AIM OF THE TASK
Of all the lines in the entries, how many carry the word "shrub"? The reply is that number and no more.

DATA SECTION
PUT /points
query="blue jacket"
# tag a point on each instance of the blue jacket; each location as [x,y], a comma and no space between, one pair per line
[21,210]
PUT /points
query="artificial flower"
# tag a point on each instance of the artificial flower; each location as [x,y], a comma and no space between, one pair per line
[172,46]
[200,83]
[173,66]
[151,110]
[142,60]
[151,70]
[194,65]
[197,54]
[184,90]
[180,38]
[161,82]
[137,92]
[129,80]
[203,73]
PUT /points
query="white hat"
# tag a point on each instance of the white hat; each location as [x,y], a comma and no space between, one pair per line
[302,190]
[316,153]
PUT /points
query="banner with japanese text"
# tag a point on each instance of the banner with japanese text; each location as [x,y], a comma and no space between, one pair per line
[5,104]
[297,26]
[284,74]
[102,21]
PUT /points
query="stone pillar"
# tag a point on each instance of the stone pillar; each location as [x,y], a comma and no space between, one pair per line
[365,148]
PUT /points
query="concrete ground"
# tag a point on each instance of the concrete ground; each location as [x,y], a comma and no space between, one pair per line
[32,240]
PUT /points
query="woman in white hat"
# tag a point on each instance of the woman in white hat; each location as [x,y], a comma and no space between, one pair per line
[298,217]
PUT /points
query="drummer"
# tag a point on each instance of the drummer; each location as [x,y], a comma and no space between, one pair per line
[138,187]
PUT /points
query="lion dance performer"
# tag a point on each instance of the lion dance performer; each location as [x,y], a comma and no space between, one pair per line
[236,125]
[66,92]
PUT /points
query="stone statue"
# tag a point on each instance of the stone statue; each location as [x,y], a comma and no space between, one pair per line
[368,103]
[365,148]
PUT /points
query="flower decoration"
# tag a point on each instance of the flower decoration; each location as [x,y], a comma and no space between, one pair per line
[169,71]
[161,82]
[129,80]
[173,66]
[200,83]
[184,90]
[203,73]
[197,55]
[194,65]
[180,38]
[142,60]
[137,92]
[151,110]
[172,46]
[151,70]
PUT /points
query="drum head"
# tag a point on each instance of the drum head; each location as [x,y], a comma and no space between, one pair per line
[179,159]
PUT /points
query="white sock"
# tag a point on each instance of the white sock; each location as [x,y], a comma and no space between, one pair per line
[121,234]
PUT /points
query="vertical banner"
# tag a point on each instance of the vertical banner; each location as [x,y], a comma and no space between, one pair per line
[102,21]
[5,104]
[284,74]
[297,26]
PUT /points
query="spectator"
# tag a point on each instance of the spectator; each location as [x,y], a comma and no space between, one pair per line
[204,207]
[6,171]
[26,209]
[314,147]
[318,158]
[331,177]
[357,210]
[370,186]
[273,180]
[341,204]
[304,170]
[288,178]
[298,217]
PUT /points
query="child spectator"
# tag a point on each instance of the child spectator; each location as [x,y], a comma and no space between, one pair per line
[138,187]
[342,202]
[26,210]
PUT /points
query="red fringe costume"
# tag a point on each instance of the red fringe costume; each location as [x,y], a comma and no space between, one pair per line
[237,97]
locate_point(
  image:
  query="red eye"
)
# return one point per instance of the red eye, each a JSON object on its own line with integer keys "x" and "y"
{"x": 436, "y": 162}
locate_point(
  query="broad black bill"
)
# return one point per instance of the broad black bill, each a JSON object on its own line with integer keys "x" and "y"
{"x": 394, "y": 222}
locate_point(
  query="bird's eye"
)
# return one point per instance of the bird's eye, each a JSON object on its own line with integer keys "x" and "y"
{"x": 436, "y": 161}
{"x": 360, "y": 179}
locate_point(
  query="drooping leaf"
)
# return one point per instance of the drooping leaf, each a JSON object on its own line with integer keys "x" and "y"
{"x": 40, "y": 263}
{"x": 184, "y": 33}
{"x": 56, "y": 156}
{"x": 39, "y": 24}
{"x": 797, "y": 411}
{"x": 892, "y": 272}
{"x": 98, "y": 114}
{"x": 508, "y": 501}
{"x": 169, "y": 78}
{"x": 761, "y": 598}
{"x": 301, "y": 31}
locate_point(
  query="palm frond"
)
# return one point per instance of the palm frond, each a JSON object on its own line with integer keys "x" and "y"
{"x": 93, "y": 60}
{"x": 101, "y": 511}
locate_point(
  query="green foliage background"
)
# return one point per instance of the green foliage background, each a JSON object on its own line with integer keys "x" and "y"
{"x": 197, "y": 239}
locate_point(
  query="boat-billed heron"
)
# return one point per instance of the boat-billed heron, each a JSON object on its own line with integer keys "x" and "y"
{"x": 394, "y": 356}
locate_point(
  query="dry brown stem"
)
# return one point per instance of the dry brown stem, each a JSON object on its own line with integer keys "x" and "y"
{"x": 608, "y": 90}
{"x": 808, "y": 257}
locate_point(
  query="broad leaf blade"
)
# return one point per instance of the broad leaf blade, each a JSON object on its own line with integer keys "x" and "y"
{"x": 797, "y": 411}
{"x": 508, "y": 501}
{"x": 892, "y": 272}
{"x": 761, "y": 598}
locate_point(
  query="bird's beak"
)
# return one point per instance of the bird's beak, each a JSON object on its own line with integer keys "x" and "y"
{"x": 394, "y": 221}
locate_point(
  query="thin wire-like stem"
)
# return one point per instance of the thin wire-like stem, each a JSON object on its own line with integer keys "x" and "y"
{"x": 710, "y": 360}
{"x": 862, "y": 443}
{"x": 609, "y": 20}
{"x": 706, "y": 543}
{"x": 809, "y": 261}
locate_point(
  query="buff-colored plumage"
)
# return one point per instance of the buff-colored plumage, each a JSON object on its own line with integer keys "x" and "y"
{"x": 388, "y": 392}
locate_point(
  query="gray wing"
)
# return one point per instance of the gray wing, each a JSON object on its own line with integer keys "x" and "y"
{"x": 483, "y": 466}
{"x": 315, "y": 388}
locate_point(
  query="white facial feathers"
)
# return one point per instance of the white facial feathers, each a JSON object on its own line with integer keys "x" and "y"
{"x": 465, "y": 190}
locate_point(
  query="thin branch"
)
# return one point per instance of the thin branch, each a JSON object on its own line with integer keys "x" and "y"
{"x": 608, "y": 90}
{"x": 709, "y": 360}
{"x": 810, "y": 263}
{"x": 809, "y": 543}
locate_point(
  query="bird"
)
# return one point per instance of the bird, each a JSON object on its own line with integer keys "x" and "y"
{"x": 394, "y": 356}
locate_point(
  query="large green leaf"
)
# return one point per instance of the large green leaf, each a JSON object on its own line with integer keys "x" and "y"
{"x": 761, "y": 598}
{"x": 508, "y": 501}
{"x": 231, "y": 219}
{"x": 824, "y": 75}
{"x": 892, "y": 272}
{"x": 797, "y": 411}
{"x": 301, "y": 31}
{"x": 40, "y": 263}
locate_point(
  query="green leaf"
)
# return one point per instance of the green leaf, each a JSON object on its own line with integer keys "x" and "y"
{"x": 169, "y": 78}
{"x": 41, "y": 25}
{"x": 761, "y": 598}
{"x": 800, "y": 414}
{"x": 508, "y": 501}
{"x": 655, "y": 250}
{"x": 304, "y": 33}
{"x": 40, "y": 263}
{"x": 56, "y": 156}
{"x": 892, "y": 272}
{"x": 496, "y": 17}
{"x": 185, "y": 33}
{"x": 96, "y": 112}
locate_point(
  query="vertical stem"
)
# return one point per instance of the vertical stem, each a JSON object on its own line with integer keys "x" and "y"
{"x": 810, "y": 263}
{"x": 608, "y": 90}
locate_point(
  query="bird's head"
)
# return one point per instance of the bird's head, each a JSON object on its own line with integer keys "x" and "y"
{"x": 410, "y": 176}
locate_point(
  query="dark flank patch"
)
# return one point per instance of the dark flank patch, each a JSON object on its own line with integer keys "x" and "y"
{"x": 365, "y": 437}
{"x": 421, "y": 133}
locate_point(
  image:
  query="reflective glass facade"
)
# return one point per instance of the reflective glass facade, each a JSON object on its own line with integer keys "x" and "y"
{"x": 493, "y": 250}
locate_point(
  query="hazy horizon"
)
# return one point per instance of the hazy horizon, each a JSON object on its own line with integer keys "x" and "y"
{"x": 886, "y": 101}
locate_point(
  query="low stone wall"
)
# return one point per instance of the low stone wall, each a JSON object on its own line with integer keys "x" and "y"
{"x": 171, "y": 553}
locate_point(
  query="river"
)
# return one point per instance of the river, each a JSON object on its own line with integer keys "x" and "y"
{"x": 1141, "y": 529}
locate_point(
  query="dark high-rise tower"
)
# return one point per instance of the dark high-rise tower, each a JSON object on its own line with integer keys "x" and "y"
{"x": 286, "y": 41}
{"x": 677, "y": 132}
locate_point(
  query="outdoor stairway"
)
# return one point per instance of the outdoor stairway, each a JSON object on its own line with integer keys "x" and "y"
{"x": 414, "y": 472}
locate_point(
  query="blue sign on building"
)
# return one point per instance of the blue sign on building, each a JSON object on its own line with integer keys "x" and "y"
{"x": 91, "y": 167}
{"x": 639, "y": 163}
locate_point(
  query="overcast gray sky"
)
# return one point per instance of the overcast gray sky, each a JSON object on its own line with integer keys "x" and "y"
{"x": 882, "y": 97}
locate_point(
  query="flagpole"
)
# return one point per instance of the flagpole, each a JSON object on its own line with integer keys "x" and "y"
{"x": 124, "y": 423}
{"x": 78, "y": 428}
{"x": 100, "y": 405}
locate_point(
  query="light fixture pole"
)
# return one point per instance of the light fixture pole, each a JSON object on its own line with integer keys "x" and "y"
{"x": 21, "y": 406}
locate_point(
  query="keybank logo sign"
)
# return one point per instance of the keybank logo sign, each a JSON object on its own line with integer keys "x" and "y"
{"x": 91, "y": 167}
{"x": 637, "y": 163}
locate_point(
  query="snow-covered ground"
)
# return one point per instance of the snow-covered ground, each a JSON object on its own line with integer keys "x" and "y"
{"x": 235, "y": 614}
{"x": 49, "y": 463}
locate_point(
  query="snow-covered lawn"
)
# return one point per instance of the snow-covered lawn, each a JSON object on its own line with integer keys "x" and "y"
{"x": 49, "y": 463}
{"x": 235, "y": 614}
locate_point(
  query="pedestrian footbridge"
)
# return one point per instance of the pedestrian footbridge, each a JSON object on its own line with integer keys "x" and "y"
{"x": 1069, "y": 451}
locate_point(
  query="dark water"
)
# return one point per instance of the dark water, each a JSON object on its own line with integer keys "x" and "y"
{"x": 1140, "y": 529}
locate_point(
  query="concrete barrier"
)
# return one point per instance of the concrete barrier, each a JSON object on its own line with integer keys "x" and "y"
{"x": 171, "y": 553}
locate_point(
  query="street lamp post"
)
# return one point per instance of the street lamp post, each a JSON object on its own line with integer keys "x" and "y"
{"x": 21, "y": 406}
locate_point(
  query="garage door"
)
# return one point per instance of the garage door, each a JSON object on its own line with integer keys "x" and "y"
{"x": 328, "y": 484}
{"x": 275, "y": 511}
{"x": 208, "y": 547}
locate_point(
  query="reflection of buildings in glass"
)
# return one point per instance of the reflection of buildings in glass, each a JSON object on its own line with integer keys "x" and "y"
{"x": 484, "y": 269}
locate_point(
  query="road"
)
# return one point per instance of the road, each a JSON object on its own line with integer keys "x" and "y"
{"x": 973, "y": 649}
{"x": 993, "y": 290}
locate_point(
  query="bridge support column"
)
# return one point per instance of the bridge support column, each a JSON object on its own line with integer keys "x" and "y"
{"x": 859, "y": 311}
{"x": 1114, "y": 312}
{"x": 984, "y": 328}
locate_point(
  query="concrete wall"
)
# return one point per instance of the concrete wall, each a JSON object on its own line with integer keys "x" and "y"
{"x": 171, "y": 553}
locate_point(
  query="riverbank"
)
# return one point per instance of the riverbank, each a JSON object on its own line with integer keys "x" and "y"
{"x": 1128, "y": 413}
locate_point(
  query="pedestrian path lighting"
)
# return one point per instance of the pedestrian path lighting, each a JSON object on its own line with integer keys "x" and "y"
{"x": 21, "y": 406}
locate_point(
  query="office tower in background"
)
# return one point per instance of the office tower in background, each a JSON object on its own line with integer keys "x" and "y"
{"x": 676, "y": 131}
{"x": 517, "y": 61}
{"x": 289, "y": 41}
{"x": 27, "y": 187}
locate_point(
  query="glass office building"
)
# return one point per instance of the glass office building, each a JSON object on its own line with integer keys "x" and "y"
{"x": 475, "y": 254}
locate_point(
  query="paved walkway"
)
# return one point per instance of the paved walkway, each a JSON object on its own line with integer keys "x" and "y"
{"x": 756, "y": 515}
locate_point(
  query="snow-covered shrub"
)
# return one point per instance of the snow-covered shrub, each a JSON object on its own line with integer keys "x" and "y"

YOUR SOLUTION
2